Série de tâches:
[1] Répondez aux questions suivantes sur le texte consacré à la vie quotidienne en Égypte :
(a) Quels qualificatifs sont donnés aux instantanés que « nous » pouvons donner ?
(b) Quels examens français ont eu lieu en juin comme prévu ?
(c) De quoi les souks regorgent-ils ?
[2] Poursuivez le texte consacré à la vie quotidienne en Égypte à partir de sa dernière phrase.

Document source:
C’est la question usuelle que se posent les Egyptiens chaque matin. Bien malin celui ou celle qui pourrait répondre. Nous ne pouvons que donner des instantanés, parcellaires et subjectifs, de ce que nous observons.
Pour nous expatriés, qui vivons les évènements entre parenthèses, ce qui a changé ce sont nos sorties, celles du jeudi soir si elles se font dans les environs de la Place Tahrir ou non, ou le vendredi dans le même environnement. C’est dire si c’est important… ! Plus sérieusement au niveau du quotidien, la vie continue : les écoles fonctionnent, les sacro-saints examens ont eu lieu en juin comme prévu y compris le Brevet et le Bac français, la rentrée s’est faite sans encombre contrairement à la circulation, le métro est toujours aussi bondé, les taxis aussi délirants et les souks regorgent de marchandises invendues.

Extraits des données:

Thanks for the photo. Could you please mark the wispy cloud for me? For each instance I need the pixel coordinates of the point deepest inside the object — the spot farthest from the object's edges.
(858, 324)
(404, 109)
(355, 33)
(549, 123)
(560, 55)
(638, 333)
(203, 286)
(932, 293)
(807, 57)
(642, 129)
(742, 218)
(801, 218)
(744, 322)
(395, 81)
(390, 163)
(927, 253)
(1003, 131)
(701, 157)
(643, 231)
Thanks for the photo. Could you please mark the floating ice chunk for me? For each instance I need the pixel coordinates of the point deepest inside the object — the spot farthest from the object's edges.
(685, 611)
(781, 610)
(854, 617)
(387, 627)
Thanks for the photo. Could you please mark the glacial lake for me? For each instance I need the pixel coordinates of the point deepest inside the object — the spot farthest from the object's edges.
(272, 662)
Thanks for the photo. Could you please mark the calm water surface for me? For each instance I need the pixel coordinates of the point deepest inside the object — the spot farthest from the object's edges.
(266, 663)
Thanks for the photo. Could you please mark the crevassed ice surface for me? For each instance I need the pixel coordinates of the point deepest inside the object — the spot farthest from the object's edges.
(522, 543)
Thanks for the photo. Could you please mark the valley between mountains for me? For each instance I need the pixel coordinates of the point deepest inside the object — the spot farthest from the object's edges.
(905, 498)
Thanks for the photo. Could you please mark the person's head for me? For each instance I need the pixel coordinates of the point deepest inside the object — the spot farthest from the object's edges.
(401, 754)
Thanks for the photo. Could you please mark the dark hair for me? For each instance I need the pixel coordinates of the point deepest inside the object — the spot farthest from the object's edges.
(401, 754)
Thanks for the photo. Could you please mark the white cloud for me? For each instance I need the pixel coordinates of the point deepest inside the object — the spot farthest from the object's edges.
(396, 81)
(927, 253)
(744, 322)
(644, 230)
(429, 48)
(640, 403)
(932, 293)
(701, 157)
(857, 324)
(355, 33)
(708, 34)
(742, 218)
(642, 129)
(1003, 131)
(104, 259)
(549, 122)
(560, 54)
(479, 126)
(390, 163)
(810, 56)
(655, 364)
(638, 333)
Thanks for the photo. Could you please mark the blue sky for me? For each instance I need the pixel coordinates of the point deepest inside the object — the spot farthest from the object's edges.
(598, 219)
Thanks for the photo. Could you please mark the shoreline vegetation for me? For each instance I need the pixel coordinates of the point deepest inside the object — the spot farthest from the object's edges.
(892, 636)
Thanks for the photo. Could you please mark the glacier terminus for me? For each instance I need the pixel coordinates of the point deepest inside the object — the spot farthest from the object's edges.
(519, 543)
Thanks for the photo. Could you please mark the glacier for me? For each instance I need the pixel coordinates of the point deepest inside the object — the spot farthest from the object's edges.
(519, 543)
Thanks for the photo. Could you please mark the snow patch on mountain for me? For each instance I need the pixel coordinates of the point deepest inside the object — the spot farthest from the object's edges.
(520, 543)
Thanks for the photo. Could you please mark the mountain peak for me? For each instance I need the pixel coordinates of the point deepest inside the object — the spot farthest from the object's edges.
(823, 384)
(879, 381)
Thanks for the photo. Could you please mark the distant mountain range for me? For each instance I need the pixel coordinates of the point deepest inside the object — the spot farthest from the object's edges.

Réponses aux tâches:
[1]
(a) Ils sont parcellaires et subjectifs.
(b) Le Brevet et le Bac français.
(c) De marchandises invendues.

[2]
Ah, c’est vrai qu’au niveau des « étiquettes », on constate une hausse certaine…. Quant au tourisme, on ne sait plus que dire face aux sites archéologiques complètement vides, au peu de bateaux de croisière sur le Nil et aux innombrables petits vendeurs qui se précipitent sur cette espèce rare ou disparue qu’on appelle des touristes. C’est à moi de poser une question : « Pourquoi craindre de venir en Egypte ? » La Place Tahrir fait à peine un kilomètre carré et les revendications qui s’y déroulent n’ont lieu qu’une fois par semaine. Non, la Place Tahrir n’est pas l’Egypte. « N’ayez pas peur ! » comme disait l’apôtre.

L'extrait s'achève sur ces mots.